Image: MCS.

MCS has updated its solar PV Standard as it celebrates the “encouraging levels” of new installations.

The certification scheme said that installations were up 5% in July and August 2020 compared with the year before, with MCS CEO Ian Rippin saying that the figures “paint a really positive picture” following hurdles such as the closure of the feed-in tariff (FiT) as well as difficulties arising from COVID-19.

The domestic market was already showing signs of rebounding following COVID-19 in recent months, with the average number of installations in May rising by 37% compared to April and installations in June jumping 185% compared to May, with installation numbers reaching those seen before COVID-19 in the latter weeks of the month.

Speaking to Solar Power Portal recently, Cornwall based installer Naked Solar highlighted how interest in domestic solar installation had grown in recent months, leading to something of a boom period for the company despite COVID-19. 

The new figures come as the MCS publishes its updated Standard, which outlines the installation requirements for MCS certified contractors supplying, designing and installing solar PV systems.

It also adopts the IET Code of Practice for solar PV systems and withdraws the MCS PV Guide.

□ □ □ □ □ □ □

ASSIGNMENT: Extend the article on the updated MCS solar PV Standard with the next few sentences after its final one.

Data entries:

□ □ □ □ □ □ □

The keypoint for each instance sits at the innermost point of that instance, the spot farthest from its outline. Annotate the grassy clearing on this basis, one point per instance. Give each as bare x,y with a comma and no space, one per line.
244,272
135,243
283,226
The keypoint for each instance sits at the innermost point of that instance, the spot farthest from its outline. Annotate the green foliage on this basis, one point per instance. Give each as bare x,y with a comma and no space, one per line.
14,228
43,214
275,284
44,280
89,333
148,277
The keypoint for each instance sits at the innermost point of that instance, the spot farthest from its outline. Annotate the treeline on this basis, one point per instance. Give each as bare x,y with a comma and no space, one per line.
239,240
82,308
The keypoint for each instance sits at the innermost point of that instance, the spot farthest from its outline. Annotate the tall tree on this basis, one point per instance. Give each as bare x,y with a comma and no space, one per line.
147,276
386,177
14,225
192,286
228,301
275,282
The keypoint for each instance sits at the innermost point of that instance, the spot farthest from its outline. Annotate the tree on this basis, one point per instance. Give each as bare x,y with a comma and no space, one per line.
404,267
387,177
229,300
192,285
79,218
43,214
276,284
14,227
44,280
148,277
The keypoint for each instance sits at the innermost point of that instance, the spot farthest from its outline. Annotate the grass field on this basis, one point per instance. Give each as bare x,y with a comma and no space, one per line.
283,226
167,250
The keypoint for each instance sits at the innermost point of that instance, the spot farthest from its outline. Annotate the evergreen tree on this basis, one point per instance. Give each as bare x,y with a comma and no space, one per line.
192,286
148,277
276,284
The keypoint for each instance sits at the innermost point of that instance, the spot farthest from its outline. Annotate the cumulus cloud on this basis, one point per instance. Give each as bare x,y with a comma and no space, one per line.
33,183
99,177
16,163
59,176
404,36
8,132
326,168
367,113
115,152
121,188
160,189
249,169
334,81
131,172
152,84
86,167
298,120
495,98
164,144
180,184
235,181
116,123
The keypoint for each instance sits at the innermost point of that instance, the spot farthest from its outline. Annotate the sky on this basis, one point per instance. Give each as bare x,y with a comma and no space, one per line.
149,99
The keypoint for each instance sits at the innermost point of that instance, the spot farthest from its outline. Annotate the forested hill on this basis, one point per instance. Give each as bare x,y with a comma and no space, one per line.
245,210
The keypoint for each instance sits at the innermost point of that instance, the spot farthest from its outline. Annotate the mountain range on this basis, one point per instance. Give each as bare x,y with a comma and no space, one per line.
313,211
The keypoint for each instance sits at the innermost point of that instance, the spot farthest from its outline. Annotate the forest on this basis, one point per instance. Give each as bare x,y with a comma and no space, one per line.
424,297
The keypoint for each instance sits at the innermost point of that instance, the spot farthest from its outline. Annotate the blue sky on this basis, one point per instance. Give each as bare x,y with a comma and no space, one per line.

□ □ □ □ □ □ □

REPLY:
Chair of the MCS Solar PV Working Group, KT Tan, said the update “keeps the scheme at the forefront of standards, by referencing the current best practice”, considering the “pertinent safety recommendations from PV fire research” and incorporating the “pioneering MCS energy storage scheme”.

“This update will make the standard a relevant reference for the industry – where Solar PV will continue to play a pivotal role in the low carbon economy.”

The MCS has recently faced some criticism, however, with Home Insulation & Energy Systems (HIES) announcing earlier this month it is taking legal action against the MCS due to its decision to mandate all its registered installers to join its commercial partner Renewable Energy Consumer Code (RECC). This, HEIS said, constitutes anti-competitive behaviour and an abuse of a dominant market position, claiming the move is “detrimental to installers, and will leave consumers at a disadvantage”.